> PASSAGE TO READ:
## START
Republican CD-9 candidate: 'Ward is a liar and a cheat'

The 2021 statutory meeting of the Arizona Republican Party would not use electronic ballots at all. It would use paper ballots, run through machine tabulators on loan from rural Gila County.

Under the bylaws of the party, a candidate needed to win with a majority of the vote.

After the first round of voting, Ward had 46% of the vote. Arellano had 26%, and a third candidate, Bob Lettieri, had 24%. A fourth candidate, Ann Niemann, garnered 4%. Ward and Arellano would advance to a runoff.

Lettieri announced to the crowd, according to Arellano, that "all my votes should go to Sergio." To Arellano's mind, that combined support would easily best Ward.

But the final tally showed Ward winning 52% to 48%, a difference of 42 votes.

After the results were announced, Arellano joined Ward onstage and made a call for unity, something he would later regret.

"Looking back, I should have stood firm and not conceded and asked for a recount that day," Arellano said during an October interview. "It would have eliminated a lot of the troubles."

Bill Beard, a state committeeman, had been asked by Arellano to monitor the vote counting.

Bowyer, who presided over the meeting, told Beard and the other observers for the various candidates to wait behind the stage. Beard said he would later find that the tabulation was taking place in a storage room at the other end of the venue.

Rather than being able to witness the tabulation, Beard said Bowyer came to them backstage with a sheet of paper that listed the results.

Beard said not being able to be in the counting room was a violation of protocol.

“Under Arizona law, the political parties have the oversight of the (election) process,” he said. “We are the eyes and ears of the public and the public is to be there at every step of the process.”

In an email to Ward and other state Republican Party officials in the days after the election, Beard said he noted “irregularities, inconsistencies and errors” that led him to ask for a recount and audit of the election.

Beard’s main concern, he said during an October phone interview from his Tucson home, was that boxes of blank ballots were left unsecured on the side of the stage. Further, he said, those in charge of handing out ballots were not verifying credentials. He said that ballots were being handed out “indiscriminately” with people getting the wrong ballots or, for those holding proxies, the wrong number of ballots.

Beard emphasized that his beef was not with party leadership or Bowyer. He has long advocated for election integrity and he was merely advocating for following proper procedure.

The race for party chair was not the only one on the ballot. Members also chose among candidates to round out the party's executive team and for members-at-large for each of the state's congressional districts.

Among the candidates for member-at-large for Congressional District 8 was Dowling, the former longtime Maricopa County schools chief. Dowling left the convention before the results were announced because her ride was leaving.

“My phone started blowing up,” she said. The messages told her that she had won.

Sandra Dowling, former Maricopa County school superintendent and Republican candidate for Arizona's 9th Congressional District, poses for a portrait in downtown Phoenix on Oct. 4, 2022.
Sandra Dowling, former Maricopa County school superintendent and Republican candidate for Arizona's 9th Congressional District, poses for a portrait in downtown Phoenix on Oct. 4, 2022.

But Ward later announced that the result was wrong and Dowling had lost. The other losing candidate in her race was Chornenky.
## END
[Records from a dataset]
## START
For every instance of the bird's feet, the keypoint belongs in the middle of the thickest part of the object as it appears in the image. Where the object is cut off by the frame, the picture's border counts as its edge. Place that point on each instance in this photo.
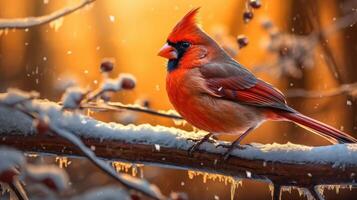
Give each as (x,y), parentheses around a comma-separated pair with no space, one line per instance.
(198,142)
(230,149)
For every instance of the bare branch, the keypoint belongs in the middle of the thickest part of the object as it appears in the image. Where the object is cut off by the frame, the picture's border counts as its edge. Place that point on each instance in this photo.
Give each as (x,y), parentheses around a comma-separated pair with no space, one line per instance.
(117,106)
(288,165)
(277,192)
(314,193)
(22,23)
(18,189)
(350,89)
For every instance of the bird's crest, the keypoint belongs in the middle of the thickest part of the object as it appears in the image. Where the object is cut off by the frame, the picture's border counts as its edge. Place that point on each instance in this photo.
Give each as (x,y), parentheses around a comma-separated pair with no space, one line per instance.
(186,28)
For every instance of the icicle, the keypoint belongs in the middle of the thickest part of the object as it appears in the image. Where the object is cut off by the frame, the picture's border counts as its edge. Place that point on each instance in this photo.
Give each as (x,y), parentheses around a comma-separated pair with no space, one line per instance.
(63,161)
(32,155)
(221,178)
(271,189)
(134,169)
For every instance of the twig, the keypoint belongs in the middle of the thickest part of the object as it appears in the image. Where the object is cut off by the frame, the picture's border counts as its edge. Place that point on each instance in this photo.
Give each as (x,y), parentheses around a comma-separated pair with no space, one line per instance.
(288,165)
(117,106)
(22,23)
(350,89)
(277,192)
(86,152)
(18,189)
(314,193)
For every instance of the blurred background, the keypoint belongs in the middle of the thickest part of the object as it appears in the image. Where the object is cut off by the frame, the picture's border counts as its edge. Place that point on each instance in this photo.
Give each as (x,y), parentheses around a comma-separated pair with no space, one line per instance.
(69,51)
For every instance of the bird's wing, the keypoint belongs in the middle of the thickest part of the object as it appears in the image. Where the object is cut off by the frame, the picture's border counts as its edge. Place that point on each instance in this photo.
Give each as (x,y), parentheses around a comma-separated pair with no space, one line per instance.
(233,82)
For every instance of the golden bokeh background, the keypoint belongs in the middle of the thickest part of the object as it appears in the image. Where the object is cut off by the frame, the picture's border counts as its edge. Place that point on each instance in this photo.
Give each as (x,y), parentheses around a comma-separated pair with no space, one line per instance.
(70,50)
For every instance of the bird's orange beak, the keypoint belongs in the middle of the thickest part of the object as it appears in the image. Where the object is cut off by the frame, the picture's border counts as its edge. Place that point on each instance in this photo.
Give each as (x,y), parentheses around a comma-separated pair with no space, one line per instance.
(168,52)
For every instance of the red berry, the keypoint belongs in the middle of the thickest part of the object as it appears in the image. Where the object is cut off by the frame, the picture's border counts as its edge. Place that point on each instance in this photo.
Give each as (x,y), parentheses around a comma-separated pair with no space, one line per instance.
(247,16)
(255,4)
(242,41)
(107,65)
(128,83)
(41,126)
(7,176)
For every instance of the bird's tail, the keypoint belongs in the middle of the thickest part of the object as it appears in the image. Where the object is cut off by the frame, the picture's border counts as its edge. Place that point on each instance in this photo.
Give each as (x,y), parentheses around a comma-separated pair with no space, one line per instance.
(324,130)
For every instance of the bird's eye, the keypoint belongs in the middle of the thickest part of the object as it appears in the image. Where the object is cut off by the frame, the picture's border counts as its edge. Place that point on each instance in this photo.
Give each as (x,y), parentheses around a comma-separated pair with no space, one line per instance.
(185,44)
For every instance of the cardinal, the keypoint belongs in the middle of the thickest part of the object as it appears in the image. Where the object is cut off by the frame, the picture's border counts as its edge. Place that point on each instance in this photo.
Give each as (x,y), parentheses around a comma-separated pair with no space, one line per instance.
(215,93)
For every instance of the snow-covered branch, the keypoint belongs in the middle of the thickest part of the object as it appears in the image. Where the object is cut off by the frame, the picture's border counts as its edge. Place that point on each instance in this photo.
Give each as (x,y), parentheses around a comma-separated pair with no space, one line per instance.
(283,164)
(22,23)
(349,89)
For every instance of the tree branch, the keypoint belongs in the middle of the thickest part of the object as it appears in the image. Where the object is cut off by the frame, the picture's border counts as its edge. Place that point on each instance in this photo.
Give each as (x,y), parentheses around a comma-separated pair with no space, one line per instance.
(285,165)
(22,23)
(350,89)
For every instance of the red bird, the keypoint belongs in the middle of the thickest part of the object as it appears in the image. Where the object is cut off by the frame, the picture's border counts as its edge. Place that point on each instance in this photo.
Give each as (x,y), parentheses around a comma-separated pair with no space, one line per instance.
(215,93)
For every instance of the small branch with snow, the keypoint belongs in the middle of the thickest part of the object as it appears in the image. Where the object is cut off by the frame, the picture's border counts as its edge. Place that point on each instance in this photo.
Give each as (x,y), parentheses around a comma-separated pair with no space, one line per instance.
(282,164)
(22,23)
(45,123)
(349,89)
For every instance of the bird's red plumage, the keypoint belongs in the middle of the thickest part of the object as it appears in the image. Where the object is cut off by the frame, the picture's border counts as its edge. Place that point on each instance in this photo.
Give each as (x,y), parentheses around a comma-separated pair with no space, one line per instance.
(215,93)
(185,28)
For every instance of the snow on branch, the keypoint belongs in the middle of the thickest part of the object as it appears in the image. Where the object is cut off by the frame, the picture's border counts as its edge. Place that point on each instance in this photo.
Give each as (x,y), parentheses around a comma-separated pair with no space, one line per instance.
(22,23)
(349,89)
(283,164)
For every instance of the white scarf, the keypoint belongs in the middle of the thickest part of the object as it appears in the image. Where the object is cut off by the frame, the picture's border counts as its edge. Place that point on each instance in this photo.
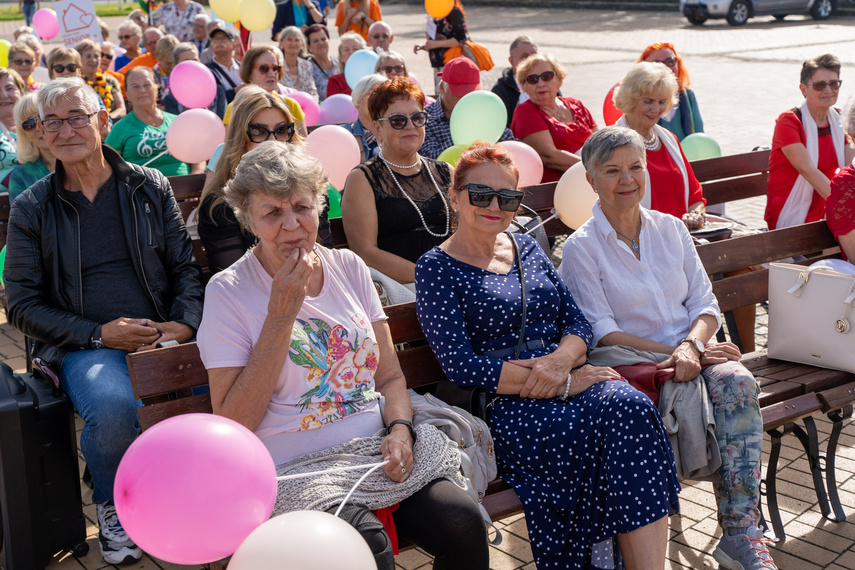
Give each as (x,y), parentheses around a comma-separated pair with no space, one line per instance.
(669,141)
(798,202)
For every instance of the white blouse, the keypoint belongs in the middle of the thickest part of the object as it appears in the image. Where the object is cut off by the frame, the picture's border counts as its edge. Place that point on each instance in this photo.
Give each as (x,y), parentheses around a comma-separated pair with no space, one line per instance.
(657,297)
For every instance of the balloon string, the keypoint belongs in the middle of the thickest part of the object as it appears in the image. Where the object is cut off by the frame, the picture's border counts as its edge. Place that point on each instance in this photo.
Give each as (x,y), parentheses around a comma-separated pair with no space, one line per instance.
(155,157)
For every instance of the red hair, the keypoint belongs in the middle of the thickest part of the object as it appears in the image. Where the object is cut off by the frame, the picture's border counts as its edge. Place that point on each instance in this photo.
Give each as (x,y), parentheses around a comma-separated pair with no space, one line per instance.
## END
## START
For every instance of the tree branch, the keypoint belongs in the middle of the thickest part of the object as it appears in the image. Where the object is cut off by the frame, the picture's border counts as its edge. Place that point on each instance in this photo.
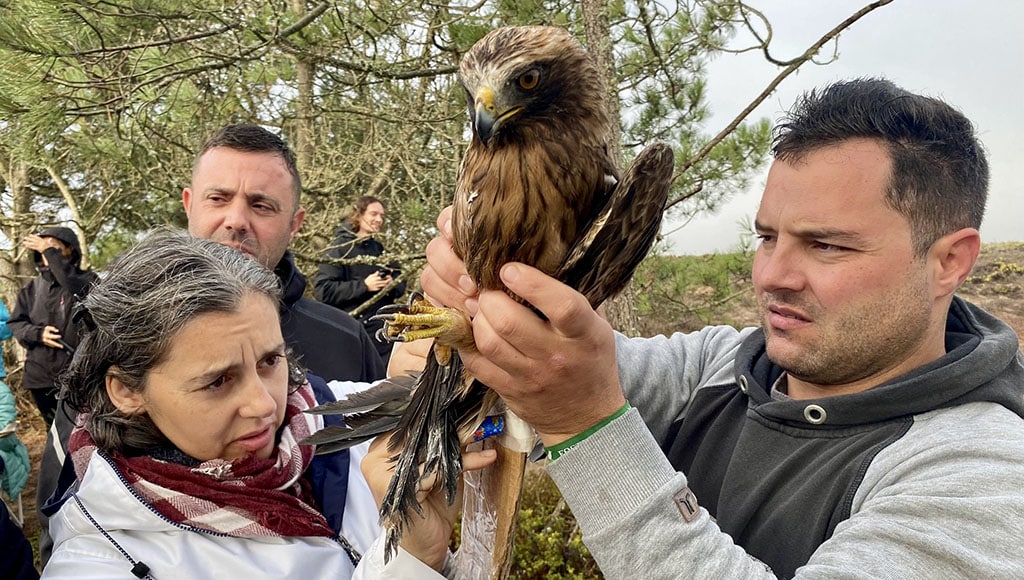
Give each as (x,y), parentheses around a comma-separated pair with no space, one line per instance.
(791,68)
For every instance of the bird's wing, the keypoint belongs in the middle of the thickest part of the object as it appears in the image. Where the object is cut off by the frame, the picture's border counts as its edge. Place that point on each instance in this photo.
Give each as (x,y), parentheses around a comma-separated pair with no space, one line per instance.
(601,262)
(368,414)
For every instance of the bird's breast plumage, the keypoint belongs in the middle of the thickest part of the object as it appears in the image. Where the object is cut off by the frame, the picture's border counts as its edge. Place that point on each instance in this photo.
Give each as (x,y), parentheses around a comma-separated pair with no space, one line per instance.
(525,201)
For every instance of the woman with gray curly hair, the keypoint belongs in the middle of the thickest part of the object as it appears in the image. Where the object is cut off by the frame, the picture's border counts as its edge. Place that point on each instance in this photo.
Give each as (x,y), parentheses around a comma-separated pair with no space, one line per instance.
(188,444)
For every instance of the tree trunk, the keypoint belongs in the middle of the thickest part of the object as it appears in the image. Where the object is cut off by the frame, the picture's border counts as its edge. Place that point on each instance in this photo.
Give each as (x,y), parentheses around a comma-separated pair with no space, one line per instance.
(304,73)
## END
> WRITTEN PROBLEM 1: Repeat the part of the article on the Arizona Republican Party meeting from "Beard emphasized that" up to and including "state's congressional districts.", swapping "party leadership" for "party officials".
> WRITTEN PROBLEM 2:
Answer these questions using the article on the Arizona Republican Party meeting.
(a) Where did the machine tabulators used at the meeting come from?
(b) What share of the vote did Ann Niemann receive in the first round?
(c) By how many votes did Ward win the final tally?

> RESPONSE 1:
Beard emphasized that his beef was not with party officials or Bowyer. He has long advocated for election integrity and he was merely advocating for following proper procedure.

The race for party chair was not the only one on the ballot. Members also chose among candidates to round out the party's executive team and for members-at-large for each of the state's congressional districts.

> RESPONSE 2:
(a) They were on loan from rural Gila County.
(b) She received 4% of the vote.
(c) Ward won by 42 votes.